Source extract
——————————
I come from a car family, and we have this running joke based on a YouTube tutorial my dad once watched about fixing the transmission on our old Volvo station wagon.
Step One: Remove transmission.
Now, of course, removing a transmission is a wildly complicated and difficult process, a little like saying step one: Animate the monster or step one: Walk on the moon. In my family, the term has become synonymous with comically difficult tasks– such as writing a book.
Now, lately, my drafts have been a little more complicated than simply going in and writing. I’ve been doing a lot of edits from the inside out and that brings with it a whole slew of challenges and difficulties, including issues of continuity, pacing and POV splits. But I am still usually working towards that first draft, and sometimes that first draft is complicated and challenging, and sometimes that first draft changes from one thing to something else entirely.
Getting that first draft down to the page is my Step One: Remove transmission. Here’s how I break it down into more reasonable, bite-sized chunks that take a seemingly insurmountable task and make it possible.
As I’ve written about in the past, ideas come from everywhere. Sometimes they play off a story I’ve already written, sometimes they’re inspired by a book I’m reading. It could be a house, a television star, or a conversation I hear on the street, but eventually the story begins to percolate.
And I let it percolate. I’m busy enough right now to focus on any number of other manuscripts and allow that one to expand and fill up. This might include anything from coming up with the title to scribbling down scenes or dialogue snips. I don’t start writing the book just yet, not until I’ve gotten a better sense for how it’s going to turn out.
Once I feel like I have a good grasp on that, I start planning. Each book has a different planning process. If it’s part of a series, I need to know characters and plots for those series. In any case, I’ll work on interviewing my characters and getting to know them, and then, more importantly, I’ll put together a skeletal outline of what the story is going to be. As I’ve written about before, I tend to be an overwriter, and not having an idea of where the story is going can be a dangerous path of overwritten fluff and no content. For me, the roadmap is key to success.
And then it’s ass in the chair and fingers on the keyboard. I’ll admit, it’s been awhile since I’ve sat down to a blank page intent to write a full length novel. My current WIPs started as shorts and now I’m revising them to be longer. The blank page has all the potential to be intimidating, I will never deny that.
But the nicest thing about a first draft is that not only is it allowed to be crap, it’s kind of expected that it’s going to be crap. First draft are the word vomit stage of writing, they’re they ‘I’m just closing my eyes while I type, not sleeping, I swear’ stage of writing. Writing a first draft is like being 19 and studying abroad in Europe with your best friends– you can get away with pretty much anything.
This stage takes awhile, but not nearly as long as the editing stages. After draft one is complete, I go through and read it, searching for major continuity issues or plot errors that need to be revised. This isn’t a line edit or grammar edit, this is a chunks of the map are missing and we need to fill it in edit. During this stage, I’ll write extra scenes, delete the unnecessary ones, change elements of character or plot and generally try to tighten up the whole storyline.
Then I’ll read it again– this time to make sure those changes worked and to start running recon on grammar and sentence structure. This is usually around the stage when I’m starting to get sick of my own book.
——————————
Entries shown
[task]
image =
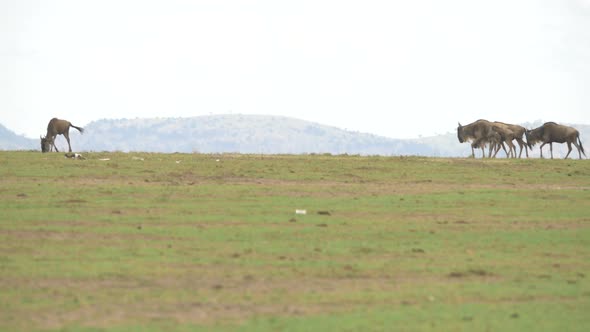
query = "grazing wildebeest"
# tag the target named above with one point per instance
(506, 135)
(54, 128)
(518, 132)
(480, 132)
(551, 132)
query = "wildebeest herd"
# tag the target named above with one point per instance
(57, 127)
(482, 132)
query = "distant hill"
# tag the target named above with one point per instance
(252, 134)
(11, 141)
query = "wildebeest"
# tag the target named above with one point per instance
(477, 132)
(518, 132)
(506, 135)
(54, 128)
(551, 132)
(480, 133)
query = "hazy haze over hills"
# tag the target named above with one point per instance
(250, 134)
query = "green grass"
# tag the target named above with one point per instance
(212, 242)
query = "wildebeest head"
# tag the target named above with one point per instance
(533, 136)
(460, 133)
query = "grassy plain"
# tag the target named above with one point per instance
(202, 242)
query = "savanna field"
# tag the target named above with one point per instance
(200, 242)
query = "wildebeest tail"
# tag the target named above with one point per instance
(80, 129)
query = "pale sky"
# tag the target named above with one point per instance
(399, 69)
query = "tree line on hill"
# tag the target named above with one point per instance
(256, 134)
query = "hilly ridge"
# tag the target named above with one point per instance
(237, 133)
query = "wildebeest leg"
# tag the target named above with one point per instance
(512, 148)
(569, 149)
(577, 147)
(67, 136)
(53, 146)
(541, 149)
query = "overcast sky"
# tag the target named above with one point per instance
(394, 68)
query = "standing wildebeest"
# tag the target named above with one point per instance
(551, 132)
(54, 128)
(518, 132)
(480, 132)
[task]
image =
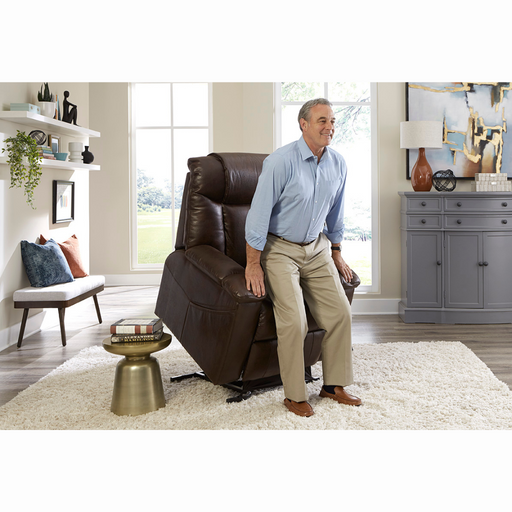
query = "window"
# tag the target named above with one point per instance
(354, 105)
(170, 124)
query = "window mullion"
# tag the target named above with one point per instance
(173, 205)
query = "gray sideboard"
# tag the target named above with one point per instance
(456, 257)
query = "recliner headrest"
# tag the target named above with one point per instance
(241, 171)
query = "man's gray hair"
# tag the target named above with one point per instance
(305, 111)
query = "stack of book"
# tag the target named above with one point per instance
(140, 329)
(46, 152)
(492, 182)
(25, 107)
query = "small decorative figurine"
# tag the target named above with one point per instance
(70, 112)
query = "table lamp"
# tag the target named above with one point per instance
(421, 135)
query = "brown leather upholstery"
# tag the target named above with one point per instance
(203, 299)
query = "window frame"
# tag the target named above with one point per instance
(134, 265)
(374, 207)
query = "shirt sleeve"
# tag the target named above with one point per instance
(270, 185)
(334, 222)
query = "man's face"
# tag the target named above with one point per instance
(319, 131)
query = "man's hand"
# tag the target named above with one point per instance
(254, 276)
(342, 266)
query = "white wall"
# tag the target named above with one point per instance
——————————
Task instructions
[1] Copy the passage in the post about writing a first draft from "Getting that first" to "begins to percolate." word for word.
[2] In the post about writing a first draft, what sources of story ideas are named?

Outputs by task
[1]
Getting that first draft down to the page is my Step One: Remove transmission. Here’s how I break it down into more reasonable, bite-sized chunks that take a seemingly insurmountable task and make it possible.
As I’ve written about in the past, ideas come from everywhere. Sometimes they play off a story I’ve already written, sometimes they’re inspired by a book I’m reading. It could be a house, a television star, or a conversation I hear on the street, but eventually the story begins to percolate.

[2]
- a story already written
- a book being read
- a house
- a television star
- a conversation heard on the street